— start of INPUT ROWS —

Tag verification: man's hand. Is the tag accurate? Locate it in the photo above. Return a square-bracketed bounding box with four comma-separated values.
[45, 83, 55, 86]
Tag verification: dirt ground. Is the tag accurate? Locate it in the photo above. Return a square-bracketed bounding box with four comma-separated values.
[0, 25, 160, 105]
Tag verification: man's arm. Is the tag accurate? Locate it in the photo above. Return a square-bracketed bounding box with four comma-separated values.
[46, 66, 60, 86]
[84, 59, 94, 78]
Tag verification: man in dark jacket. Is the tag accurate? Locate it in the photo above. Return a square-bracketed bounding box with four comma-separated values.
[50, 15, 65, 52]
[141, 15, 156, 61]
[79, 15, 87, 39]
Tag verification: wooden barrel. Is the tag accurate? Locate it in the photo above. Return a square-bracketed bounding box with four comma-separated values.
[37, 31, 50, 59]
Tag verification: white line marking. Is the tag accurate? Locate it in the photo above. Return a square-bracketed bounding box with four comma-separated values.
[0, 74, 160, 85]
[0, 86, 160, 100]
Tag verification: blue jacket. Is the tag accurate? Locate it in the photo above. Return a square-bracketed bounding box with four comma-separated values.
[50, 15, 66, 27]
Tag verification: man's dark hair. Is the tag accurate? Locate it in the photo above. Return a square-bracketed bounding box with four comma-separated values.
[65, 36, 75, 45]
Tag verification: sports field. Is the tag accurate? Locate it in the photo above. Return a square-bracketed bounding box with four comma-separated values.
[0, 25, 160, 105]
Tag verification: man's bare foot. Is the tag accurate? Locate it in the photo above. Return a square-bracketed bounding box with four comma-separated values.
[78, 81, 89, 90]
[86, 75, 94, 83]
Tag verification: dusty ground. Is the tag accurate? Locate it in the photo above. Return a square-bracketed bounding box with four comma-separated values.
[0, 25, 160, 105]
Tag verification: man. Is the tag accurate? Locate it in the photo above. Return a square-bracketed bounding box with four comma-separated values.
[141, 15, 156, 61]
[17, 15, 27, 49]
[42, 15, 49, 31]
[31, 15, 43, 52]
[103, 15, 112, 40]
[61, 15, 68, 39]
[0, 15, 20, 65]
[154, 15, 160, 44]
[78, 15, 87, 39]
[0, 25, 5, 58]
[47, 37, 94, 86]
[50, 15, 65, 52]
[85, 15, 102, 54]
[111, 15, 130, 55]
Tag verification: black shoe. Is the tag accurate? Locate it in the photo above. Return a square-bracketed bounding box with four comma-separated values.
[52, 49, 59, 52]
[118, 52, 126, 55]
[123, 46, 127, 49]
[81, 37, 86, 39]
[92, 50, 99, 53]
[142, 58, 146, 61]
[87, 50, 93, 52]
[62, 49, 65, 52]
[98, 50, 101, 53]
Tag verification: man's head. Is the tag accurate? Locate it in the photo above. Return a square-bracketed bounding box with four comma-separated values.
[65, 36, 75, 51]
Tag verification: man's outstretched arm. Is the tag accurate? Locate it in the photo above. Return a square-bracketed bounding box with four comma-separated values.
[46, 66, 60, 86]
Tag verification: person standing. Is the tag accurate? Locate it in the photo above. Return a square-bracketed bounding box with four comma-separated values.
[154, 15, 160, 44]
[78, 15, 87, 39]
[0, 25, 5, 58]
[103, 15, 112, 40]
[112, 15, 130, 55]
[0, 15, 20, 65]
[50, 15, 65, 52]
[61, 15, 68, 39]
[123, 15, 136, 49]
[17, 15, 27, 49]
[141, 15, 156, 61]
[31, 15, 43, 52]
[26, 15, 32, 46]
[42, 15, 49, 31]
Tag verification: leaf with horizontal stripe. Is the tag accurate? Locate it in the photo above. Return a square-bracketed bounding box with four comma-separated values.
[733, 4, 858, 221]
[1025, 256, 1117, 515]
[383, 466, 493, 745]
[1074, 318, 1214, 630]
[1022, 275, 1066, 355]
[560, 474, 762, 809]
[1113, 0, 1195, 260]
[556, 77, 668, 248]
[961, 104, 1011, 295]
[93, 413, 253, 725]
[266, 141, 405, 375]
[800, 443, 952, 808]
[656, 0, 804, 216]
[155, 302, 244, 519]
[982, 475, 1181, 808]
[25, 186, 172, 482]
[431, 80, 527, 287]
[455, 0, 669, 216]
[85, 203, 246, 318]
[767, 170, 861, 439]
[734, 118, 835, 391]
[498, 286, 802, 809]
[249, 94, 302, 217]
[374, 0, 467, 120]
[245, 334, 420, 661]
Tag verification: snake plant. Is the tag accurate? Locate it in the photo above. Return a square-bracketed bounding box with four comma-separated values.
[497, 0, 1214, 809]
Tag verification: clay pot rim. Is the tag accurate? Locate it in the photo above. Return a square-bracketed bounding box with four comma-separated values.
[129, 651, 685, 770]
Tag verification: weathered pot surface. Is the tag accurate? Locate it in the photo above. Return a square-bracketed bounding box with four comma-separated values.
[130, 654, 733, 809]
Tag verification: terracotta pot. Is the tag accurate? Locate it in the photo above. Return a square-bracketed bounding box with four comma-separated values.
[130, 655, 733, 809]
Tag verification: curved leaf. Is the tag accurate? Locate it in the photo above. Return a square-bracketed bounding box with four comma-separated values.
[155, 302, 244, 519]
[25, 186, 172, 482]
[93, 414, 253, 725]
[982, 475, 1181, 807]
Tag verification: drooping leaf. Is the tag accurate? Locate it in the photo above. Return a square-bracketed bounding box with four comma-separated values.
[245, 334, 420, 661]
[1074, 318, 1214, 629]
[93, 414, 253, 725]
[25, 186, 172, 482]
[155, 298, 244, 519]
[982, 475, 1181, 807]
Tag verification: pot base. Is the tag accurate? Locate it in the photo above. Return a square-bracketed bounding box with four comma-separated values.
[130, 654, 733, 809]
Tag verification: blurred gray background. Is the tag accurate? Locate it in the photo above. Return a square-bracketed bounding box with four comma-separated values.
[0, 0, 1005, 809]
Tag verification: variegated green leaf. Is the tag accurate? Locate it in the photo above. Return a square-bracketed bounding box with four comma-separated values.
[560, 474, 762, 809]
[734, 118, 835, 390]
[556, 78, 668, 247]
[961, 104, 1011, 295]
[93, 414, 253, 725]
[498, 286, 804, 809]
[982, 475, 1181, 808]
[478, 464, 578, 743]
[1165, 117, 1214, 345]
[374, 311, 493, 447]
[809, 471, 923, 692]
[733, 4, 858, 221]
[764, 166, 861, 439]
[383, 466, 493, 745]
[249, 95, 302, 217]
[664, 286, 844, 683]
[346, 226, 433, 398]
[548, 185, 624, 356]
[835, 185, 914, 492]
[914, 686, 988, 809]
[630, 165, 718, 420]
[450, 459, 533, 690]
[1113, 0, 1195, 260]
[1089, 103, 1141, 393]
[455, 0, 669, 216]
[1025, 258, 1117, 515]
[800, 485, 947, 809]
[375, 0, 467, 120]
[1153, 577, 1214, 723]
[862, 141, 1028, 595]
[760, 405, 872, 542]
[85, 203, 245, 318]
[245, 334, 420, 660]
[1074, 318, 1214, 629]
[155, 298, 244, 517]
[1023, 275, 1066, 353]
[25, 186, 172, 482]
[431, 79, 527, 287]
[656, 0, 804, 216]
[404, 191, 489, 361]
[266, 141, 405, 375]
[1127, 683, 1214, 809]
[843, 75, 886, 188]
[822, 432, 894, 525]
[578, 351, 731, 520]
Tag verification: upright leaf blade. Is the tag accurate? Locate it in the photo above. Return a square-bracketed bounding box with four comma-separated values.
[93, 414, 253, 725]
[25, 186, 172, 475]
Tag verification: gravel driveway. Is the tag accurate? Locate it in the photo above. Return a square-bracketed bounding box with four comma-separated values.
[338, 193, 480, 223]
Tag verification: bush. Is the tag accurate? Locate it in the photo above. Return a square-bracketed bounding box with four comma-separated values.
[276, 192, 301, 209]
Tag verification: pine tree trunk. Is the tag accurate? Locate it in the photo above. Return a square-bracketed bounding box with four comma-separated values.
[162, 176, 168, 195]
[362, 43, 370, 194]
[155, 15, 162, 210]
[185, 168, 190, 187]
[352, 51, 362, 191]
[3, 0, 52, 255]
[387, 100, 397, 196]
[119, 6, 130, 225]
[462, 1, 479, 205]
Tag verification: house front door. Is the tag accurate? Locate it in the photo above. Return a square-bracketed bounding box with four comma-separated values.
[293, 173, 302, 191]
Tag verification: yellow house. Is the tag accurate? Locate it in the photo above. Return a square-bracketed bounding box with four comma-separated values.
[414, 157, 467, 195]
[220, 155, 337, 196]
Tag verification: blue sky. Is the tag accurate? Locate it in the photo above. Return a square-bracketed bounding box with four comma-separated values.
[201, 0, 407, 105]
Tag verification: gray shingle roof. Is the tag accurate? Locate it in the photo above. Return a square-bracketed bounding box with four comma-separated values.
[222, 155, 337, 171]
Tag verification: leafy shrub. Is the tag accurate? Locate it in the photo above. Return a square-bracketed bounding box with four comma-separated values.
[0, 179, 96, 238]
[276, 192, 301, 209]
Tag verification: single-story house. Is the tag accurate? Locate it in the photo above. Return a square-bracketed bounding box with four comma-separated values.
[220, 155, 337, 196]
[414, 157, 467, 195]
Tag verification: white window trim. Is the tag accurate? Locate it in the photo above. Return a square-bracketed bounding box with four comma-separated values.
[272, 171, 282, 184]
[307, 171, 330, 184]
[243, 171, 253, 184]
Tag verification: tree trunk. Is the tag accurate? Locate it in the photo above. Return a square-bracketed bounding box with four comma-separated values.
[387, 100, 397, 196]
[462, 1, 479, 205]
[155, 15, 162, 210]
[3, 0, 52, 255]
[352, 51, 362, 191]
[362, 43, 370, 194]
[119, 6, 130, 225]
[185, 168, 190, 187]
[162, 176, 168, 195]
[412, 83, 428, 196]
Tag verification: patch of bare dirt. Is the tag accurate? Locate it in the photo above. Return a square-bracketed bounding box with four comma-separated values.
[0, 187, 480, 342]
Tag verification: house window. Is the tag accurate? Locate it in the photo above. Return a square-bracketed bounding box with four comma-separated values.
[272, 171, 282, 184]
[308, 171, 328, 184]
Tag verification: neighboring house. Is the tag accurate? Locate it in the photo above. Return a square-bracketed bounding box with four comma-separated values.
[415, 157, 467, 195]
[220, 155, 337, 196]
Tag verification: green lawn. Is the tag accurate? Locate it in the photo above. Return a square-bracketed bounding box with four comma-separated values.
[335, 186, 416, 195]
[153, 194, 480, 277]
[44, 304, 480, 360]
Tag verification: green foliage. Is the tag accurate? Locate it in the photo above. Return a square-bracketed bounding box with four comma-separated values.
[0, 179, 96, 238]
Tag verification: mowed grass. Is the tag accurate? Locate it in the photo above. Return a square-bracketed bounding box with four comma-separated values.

— end of INPUT ROWS —

INSTRUCTIONS TO FOLLOW: Arrange the lines from the one containing "Tag verification: blue sky." up to and including the one containing "[222, 155, 337, 171]" as a Markdown table with the columns Row and Line. Number each row and leave out blank lines.

THE COMPLETED TASK:
| Row | Line |
|---|---|
| 1 | Tag verification: blue sky. Is the tag accurate? Locate it in the photo above. Return a square-bracketed bounding box with four comma-separated values. |
| 2 | [201, 0, 407, 105] |
| 3 | Tag verification: gray shingle roof. Is the tag accurate? Locate it in the photo above. Return a square-bracketed bounding box with four comma-separated values. |
| 4 | [222, 155, 337, 171] |